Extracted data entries
^^^^^^^^^^^^^^^^
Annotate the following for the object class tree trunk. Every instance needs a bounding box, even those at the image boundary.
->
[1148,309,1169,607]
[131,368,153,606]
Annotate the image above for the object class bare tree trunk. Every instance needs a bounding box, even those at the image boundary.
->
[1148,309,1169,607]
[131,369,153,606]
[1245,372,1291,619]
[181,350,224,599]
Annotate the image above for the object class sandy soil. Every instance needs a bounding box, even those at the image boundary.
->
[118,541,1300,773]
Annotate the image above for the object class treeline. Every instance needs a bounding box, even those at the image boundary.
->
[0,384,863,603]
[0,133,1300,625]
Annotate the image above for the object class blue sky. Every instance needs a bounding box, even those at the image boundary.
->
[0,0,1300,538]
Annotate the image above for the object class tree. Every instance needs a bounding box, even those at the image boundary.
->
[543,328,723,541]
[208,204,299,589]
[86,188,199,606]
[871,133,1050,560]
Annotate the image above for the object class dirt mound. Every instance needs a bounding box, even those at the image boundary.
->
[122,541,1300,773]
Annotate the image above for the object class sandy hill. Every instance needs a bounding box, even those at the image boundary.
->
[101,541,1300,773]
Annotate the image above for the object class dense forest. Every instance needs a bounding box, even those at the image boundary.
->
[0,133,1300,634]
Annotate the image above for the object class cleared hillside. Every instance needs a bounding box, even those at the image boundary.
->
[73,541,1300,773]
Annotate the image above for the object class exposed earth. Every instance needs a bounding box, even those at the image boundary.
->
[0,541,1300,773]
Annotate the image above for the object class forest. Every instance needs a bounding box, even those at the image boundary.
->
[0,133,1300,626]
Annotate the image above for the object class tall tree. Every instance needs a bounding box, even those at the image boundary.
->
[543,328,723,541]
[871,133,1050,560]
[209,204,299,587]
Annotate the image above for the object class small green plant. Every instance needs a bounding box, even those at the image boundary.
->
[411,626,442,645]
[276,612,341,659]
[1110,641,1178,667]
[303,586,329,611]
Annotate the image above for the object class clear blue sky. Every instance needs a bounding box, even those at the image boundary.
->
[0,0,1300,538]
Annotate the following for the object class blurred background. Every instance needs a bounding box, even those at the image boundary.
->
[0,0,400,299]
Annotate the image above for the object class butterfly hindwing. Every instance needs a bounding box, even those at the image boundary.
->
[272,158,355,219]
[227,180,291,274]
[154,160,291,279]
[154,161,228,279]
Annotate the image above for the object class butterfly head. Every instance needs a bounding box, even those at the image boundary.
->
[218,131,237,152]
^^^^^^^^^^^^^^^^
* SHORT TASK *
Reproduce everything from the start of the records down to and including the line that contains "[131,368,153,606]".

* WRITTEN RESPONSE *
Annotate the following for the object class tree trunk. Every instance needs a bounding box, even those at the image boundary.
->
[1148,309,1169,607]
[131,368,153,606]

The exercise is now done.